» Detalles de la tarea
Devuelve todas las filas que siguen, línea por línea y sin alterar nada.

═════ Datos de la tarea

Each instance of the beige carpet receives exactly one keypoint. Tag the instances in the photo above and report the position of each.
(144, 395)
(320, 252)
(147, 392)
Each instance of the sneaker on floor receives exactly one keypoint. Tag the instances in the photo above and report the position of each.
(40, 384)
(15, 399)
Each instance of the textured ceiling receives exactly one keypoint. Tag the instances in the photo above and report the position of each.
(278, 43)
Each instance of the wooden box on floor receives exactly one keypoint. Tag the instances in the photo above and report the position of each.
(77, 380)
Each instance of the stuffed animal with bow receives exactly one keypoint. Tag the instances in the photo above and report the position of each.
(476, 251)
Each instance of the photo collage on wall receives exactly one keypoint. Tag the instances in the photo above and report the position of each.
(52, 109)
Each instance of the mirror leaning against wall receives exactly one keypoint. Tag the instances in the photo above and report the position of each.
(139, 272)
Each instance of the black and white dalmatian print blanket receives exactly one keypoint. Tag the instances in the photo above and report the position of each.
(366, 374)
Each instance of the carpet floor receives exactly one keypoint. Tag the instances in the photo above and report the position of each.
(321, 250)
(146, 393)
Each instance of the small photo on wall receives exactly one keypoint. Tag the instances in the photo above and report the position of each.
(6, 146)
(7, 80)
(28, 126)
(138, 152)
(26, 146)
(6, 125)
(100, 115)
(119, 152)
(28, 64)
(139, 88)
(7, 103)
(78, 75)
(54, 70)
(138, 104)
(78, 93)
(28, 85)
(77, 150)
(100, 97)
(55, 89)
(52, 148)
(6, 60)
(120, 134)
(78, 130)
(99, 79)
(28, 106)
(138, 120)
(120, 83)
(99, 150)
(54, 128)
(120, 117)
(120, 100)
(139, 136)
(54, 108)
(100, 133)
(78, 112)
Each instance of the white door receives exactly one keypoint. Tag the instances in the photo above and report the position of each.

══════════

» Respuesta a la tarea
Each instance of the beige carpet receives exactly one keypoint. Tag the instances in the photo above and report the position of each.
(144, 395)
(320, 252)
(147, 392)
Each instance of the sneaker on floor receives exactly one keypoint. Tag the instances in the photo above and report the position of each.
(40, 384)
(15, 399)
Each instance of the textured ceiling receives exactly one keypoint. Tag the instances in the photo above and report the position of each.
(278, 43)
Each instance of the wooden box on floor receives exactly one keypoint. Tag the instances in the photo above and report the position of each.
(77, 380)
Each instance of the stuffed animal with bow receives exactly one keypoint. Tag the instances in the photo above and report the position of each.
(476, 251)
Each instance of the photo collage on wall receives exactly one keypoint. Tag the instances in the photo above and report the position of each.
(52, 109)
Each instance of the mirror leaning against wall receives exactly one keypoint. Tag the instances in the photo above and report the position of each.
(139, 272)
Each instance of the black and white dalmatian print blanket receives exactly one keypoint. Tag the instances in the photo above and report the position of each.
(366, 374)
Each instance of the carpet floor receives exactly one keypoint. Tag the instances in the photo above and report the position of each.
(321, 250)
(146, 393)
Each instance of the small photo on wall receives exactly one keypoint. Tag the instances in the photo above and report the position of each.
(6, 146)
(7, 80)
(28, 126)
(138, 152)
(26, 146)
(6, 125)
(100, 115)
(119, 152)
(28, 64)
(139, 88)
(7, 103)
(78, 75)
(54, 70)
(138, 104)
(78, 93)
(28, 85)
(77, 150)
(100, 97)
(55, 89)
(52, 148)
(6, 60)
(120, 134)
(78, 130)
(99, 79)
(28, 106)
(138, 120)
(120, 83)
(99, 150)
(54, 128)
(120, 117)
(120, 100)
(139, 136)
(54, 108)
(100, 133)
(78, 112)
Each instance of the white door receives exactly one keypoint. Tag the instances in the photo above and report the position of each.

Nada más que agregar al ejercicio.